Written exercise 1:
Rewrite the passage on the movies of 1997 from "I do believe" to "more important ones.", changing "Air Bud" to "Space Jam" each time it occurs.

Source excerpt:
---------------

When I started this little project, my main goal was to discuss the 1998 Academy Awards and what great movies were represented that year. I had no idea it would unleash a three-part series, mostly because there were so many good films released in 1997 I'd simply forgotten about over time. The movie about a disaster at sea can cause these things to happen.

In all actuality, during those the last three years of the 90's, I was consuming movies and films at a rapid pace. Between living at home the year after high school and not really knowing anyone in my semesters at Boise State, a lot of my time was spent watching movies from not only 1997 but further back as well.

I do believe the films of 1997--classics, blockbusters, and duds alike--all have had an effect on not only what interests me, but also what I like to write about. Outside of what we've previously discussed, 1997 introduced audiences to an Ice Cube eating snake (Anaconda), a sequel to a horror film satirizing horror films (Scream 2), a movie from Babyface (Soul Food), Jim Carrey unable to tell a lie (Liar, Liar), and a dog who could play basketball (Air Bud).

Many of these deserve posts of their own. In some cases, I've left that responsibility up to others. (See: Air Bud). We'll do our best to do a quick fly-over of some of the more important ones.

Put the bunny back in the box

Nicolas Cage had bounced around between comedy and drama throughout much of the 1980's and 1990's. That changed in 1996 with the release of The Rock.

How would Cage top himself? Simply by releasing two action movies in 1997: Con Air and Face/Off

Con Air even produced a hit that some say rivaled the song from the little sinking ship movie.

Cage--despite having two action-packed films--did not have the blockbuster market cornered in '97. That still belonged to Will Smith.

Smith--who a summer earlier had delivered the world to safety from aliens--was back in 1997, also protecting the world from alien takeovers. This time around he was teamed with Tommy Lee Jones. Men In Black not only produced another summer hit for Smith, but the former Fresh Prince also produced a hit song to populate the clubs with: 

Men in Black was the second-highest grossing film of 1997. Other blockbusters from the top-ten in 1997, including The Lost World: Jurassic Park (a highly underrated sequel), My Best Friend's Wedding, and Tomorrow Never Dies have been pushed to the dusty corners of 1997.  

Even the star power of Harrison Ford and Air Force One is sometimes forgotten about. Not because it's a bad movie (it's not) because the ridiculousness doesn't quite match that of Con Air.

It should also be noted that in 1997--as far as blockbusters go--the special editions of the original Star Wars trilogy were released, further relegating some movies to footnotes of cinema in 1997.

A Tarantino follow-up, a Cusack, and a Sly

Jackie Brown was a pretty good film. And like many of the films nominated for best picture, had an outstanding cast from top to bottom. Audiences held it--at the time--up to comparison of Quentin Tarantino's previous film, Pulp Fiction. Critics and non-critics like use previous films as a barometer to measure a work of most creative types and Jackie Brown was no different.

---------------

Dataset:
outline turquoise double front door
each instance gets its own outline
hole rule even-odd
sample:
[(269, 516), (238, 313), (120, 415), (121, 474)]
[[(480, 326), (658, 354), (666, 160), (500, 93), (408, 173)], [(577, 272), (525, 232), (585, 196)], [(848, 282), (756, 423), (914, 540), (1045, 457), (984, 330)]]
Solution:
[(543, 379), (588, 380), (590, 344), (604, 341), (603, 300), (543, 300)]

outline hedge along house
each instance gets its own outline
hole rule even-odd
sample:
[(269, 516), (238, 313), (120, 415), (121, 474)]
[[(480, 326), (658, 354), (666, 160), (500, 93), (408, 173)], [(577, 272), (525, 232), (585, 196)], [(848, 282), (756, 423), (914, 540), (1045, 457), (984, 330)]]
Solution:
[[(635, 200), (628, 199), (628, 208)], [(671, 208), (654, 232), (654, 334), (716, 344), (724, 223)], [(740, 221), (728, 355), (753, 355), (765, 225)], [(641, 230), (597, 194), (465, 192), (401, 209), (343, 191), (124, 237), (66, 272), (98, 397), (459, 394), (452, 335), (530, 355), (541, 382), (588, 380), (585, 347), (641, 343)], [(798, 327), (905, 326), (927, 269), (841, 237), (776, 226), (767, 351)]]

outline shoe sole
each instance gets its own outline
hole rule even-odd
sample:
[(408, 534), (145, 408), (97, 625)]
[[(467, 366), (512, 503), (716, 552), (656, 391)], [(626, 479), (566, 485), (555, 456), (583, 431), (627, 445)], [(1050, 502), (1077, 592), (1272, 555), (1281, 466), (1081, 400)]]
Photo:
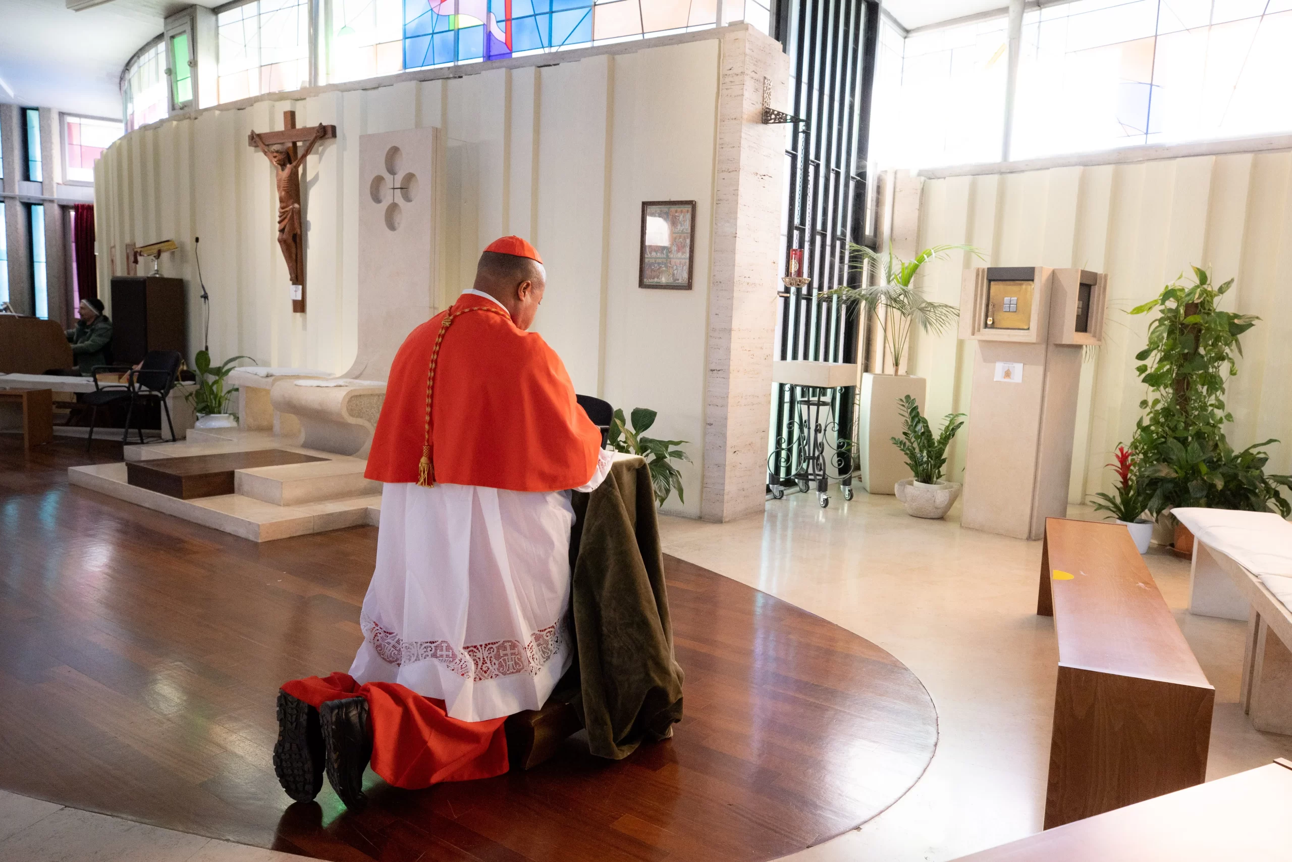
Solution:
[[(357, 710), (362, 728), (355, 728), (346, 712)], [(323, 746), (327, 762), (327, 779), (332, 790), (351, 812), (367, 805), (363, 795), (363, 770), (372, 759), (372, 739), (367, 733), (368, 702), (363, 698), (328, 700), (319, 710), (319, 724), (323, 729)]]
[(309, 803), (323, 790), (324, 752), (318, 710), (279, 691), (274, 774), (297, 803)]

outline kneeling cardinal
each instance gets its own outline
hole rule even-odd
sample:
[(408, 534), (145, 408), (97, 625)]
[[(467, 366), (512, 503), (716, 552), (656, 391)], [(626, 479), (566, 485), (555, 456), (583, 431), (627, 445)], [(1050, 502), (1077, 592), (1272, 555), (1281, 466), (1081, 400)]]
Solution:
[(407, 788), (504, 773), (504, 720), (541, 708), (570, 667), (570, 490), (599, 485), (612, 452), (528, 332), (545, 283), (534, 247), (504, 237), (395, 355), (366, 473), (384, 485), (363, 644), (349, 673), (278, 697), (274, 768), (293, 799), (326, 770), (362, 806), (370, 761)]

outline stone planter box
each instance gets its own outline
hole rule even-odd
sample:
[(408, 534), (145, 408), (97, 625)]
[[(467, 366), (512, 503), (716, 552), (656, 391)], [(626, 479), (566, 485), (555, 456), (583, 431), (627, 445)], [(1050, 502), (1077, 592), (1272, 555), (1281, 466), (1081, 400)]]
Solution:
[(925, 485), (915, 479), (901, 479), (893, 485), (893, 494), (906, 505), (906, 513), (916, 518), (944, 518), (960, 498), (960, 482)]

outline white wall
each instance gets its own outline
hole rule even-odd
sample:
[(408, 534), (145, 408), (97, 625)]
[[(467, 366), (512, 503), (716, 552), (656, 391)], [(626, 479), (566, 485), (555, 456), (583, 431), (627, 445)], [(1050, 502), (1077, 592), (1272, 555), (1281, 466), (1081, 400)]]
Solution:
[[(357, 304), (370, 287), (357, 266), (358, 137), (438, 127), (447, 145), (441, 306), (470, 286), (488, 242), (509, 233), (534, 242), (548, 269), (535, 328), (561, 354), (580, 393), (601, 395), (625, 412), (655, 408), (652, 437), (691, 441), (686, 450), (694, 464), (682, 467), (686, 505), (674, 498), (667, 508), (699, 514), (720, 85), (724, 56), (744, 52), (747, 43), (783, 61), (767, 36), (734, 25), (599, 53), (570, 52), (556, 66), (536, 66), (550, 62), (547, 56), (525, 58), (528, 65), (491, 63), (474, 74), (457, 67), (435, 70), (429, 80), (403, 75), (276, 94), (278, 101), (267, 97), (140, 129), (118, 141), (97, 167), (102, 282), (110, 275), (109, 247), (116, 247), (118, 273), (124, 273), (127, 242), (174, 238), (181, 248), (162, 266), (189, 280), (195, 352), (202, 310), (191, 238), (202, 237), (217, 359), (247, 354), (262, 364), (340, 373), (355, 357)], [(784, 63), (773, 71), (783, 88)], [(742, 65), (740, 74), (761, 94), (762, 66)], [(337, 127), (337, 140), (318, 147), (302, 177), (306, 314), (291, 311), (270, 167), (247, 146), (252, 129), (282, 128), (283, 110), (296, 110), (301, 127)], [(734, 123), (751, 118), (736, 112)], [(762, 181), (779, 194), (775, 171)], [(738, 198), (733, 195), (733, 207)], [(663, 199), (696, 202), (693, 291), (637, 287), (641, 202)], [(775, 231), (776, 213), (770, 216)], [(736, 220), (730, 221), (734, 229)], [(769, 309), (774, 238), (767, 243)], [(765, 333), (769, 375), (773, 323)], [(765, 441), (762, 446), (760, 459)], [(757, 495), (761, 505), (761, 485)]]
[[(1282, 150), (1189, 155), (1159, 147), (1159, 158), (1068, 164), (1017, 173), (944, 176), (924, 182), (920, 247), (973, 243), (994, 266), (1080, 266), (1109, 274), (1103, 345), (1081, 370), (1070, 500), (1111, 487), (1105, 469), (1118, 443), (1129, 442), (1145, 386), (1134, 354), (1149, 315), (1127, 311), (1156, 296), (1190, 264), (1216, 282), (1235, 279), (1221, 304), (1256, 314), (1243, 336), (1244, 355), (1231, 377), (1226, 428), (1238, 448), (1270, 437), (1269, 472), (1292, 472), (1292, 141)], [(1267, 147), (1269, 142), (1253, 146)], [(1133, 154), (1123, 154), (1129, 156)], [(1110, 155), (1114, 160), (1120, 156)], [(977, 261), (926, 266), (932, 299), (959, 301), (960, 273)], [(929, 377), (929, 414), (968, 411), (972, 346), (953, 333), (916, 336), (912, 373)], [(963, 437), (963, 436), (961, 436)], [(963, 441), (961, 441), (963, 447)], [(963, 450), (952, 461), (956, 476)]]

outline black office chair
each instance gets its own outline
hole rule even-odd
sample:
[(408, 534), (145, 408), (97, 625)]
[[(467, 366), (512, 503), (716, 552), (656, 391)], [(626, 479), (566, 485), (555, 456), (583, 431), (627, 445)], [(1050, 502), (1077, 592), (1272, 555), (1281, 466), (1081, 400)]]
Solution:
[[(162, 405), (162, 410), (165, 411), (167, 425), (171, 426), (171, 441), (178, 441), (174, 433), (174, 421), (171, 420), (171, 406), (167, 403), (167, 395), (171, 394), (171, 389), (174, 388), (174, 381), (180, 375), (180, 364), (182, 358), (176, 350), (150, 350), (147, 355), (143, 357), (143, 362), (140, 363), (138, 368), (132, 368), (128, 366), (94, 366), (90, 372), (94, 377), (94, 392), (88, 392), (81, 395), (81, 403), (90, 407), (89, 416), (89, 434), (85, 439), (85, 451), (88, 452), (90, 445), (94, 442), (94, 423), (98, 419), (98, 408), (107, 407), (111, 405), (127, 403), (125, 410), (125, 430), (121, 432), (121, 446), (130, 437), (130, 420), (134, 417), (134, 405), (137, 402), (146, 402), (150, 398), (156, 398)], [(125, 371), (124, 384), (99, 384), (98, 373), (99, 371)], [(143, 421), (140, 420), (138, 428), (140, 442), (143, 442)]]
[(610, 406), (609, 401), (592, 395), (575, 395), (575, 401), (583, 407), (583, 412), (588, 414), (592, 424), (601, 429), (601, 447), (606, 448), (606, 442), (610, 439), (610, 424), (615, 420), (615, 408)]

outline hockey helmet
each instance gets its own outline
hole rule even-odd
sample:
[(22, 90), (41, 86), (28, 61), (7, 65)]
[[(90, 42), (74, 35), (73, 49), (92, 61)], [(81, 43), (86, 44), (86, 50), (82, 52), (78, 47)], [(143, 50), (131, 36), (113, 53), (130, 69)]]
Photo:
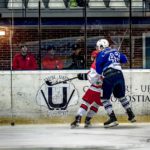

---------------

Written exercise 2:
Please recast the listing from the line with "outline stone planter box" to the line with "498), (960, 482)]" as a Markdown table with the columns No. and Line, giving each line a row number and leaving out blank lines.

Worked answer 1:
I do believe the films of 1997--classics, blockbusters, and duds alike--all have had an effect on not only what interests me, but also what I like to write about. Outside of what we've previously discussed, 1997 introduced audiences to an Ice Cube eating snake (Anaconda), a sequel to a horror film satirizing horror films (Scream 2), a movie from Babyface (Soul Food), Jim Carrey unable to tell a lie (Liar, Liar), and a dog who could play basketball (Space Jam).

Many of these deserve posts of their own. In some cases, I've left that responsibility up to others. (See: Space Jam). We'll do our best to do a quick fly-over of some of the more important ones.

Worked answer 2:
| No. | Line |
|---|---|
| 1 | outline stone planter box |
| 2 | each instance gets its own outline |
| 3 | hole rule even-odd |
| 4 | sample: |
| 5 | [(408, 534), (145, 408), (97, 625)] |
| 6 | [[(467, 366), (512, 503), (716, 552), (656, 391)], [(626, 479), (566, 485), (555, 456), (583, 431), (627, 445)], [(1050, 502), (1077, 592), (1272, 555), (1281, 466), (1081, 400)]] |
| 7 | Solution: |
| 8 | [(925, 485), (915, 479), (901, 479), (893, 485), (893, 494), (906, 505), (906, 513), (916, 518), (944, 518), (960, 498), (960, 482)] |